Set down the lines from the entries below verbatim, starting with the line containing "Locate the door panel" and ending with the line containing "x=406 y=249", both included. Copy only those lines.

[START OF DATA RECORDS]

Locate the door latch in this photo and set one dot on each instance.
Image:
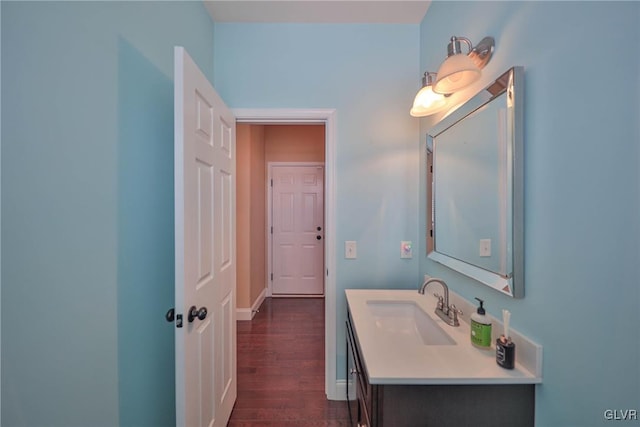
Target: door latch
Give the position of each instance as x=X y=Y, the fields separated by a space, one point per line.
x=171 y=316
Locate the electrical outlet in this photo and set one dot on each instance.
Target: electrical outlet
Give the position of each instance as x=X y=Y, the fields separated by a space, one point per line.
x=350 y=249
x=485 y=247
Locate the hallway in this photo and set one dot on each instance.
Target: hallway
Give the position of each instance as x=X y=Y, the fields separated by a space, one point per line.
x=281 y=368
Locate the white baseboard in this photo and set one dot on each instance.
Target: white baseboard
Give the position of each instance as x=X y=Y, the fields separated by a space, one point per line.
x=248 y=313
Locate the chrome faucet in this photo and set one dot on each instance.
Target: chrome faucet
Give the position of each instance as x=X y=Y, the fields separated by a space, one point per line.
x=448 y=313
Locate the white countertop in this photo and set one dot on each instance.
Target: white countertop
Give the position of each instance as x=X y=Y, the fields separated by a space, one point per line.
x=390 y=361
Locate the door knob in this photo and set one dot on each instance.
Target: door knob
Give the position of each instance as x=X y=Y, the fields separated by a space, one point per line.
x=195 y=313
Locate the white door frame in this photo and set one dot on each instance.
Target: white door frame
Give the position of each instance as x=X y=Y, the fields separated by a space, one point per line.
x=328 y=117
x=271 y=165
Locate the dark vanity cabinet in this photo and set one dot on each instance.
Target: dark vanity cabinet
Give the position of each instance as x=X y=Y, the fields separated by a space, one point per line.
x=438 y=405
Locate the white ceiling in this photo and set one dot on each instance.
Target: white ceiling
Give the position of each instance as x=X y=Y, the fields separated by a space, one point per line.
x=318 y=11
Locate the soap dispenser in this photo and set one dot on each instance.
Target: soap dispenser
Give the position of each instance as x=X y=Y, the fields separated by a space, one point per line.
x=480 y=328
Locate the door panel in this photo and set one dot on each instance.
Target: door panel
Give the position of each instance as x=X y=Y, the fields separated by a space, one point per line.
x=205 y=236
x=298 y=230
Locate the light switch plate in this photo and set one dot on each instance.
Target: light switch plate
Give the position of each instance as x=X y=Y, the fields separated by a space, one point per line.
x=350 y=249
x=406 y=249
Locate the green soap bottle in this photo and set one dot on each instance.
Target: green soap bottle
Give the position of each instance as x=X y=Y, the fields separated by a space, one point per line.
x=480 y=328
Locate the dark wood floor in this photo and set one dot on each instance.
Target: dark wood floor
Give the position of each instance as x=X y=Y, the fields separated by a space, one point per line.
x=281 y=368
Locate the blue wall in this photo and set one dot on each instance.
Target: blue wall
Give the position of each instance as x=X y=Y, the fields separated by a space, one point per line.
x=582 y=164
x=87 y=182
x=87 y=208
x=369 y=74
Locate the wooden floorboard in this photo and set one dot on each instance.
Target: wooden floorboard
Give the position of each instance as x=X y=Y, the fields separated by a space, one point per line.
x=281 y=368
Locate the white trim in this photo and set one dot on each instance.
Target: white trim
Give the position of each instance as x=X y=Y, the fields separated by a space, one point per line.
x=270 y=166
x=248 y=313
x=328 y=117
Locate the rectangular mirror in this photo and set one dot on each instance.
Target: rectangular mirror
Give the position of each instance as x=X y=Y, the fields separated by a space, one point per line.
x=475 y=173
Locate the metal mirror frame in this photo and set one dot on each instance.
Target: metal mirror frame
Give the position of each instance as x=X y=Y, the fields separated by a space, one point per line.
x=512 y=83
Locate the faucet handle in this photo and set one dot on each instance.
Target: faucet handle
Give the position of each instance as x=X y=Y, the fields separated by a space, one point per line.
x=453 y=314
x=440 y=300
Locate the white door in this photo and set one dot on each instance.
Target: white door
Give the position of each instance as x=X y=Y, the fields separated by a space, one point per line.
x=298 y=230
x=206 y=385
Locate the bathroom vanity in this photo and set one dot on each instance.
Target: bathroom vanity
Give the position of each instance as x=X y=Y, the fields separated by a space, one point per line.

[END OF DATA RECORDS]

> _OUTPUT_
Locate the door panel in this photo and set one dot on each instance.
Target: door panel
Give the position of each instance as x=X y=Y, the fields separated by a space, one point per line.
x=205 y=236
x=298 y=230
Locate the light switch plate in this photo and set one dot on each instance.
Target: light switch plate
Give the position of each instance as x=X y=Y, the fields separated by a space, one point per line.
x=350 y=249
x=406 y=249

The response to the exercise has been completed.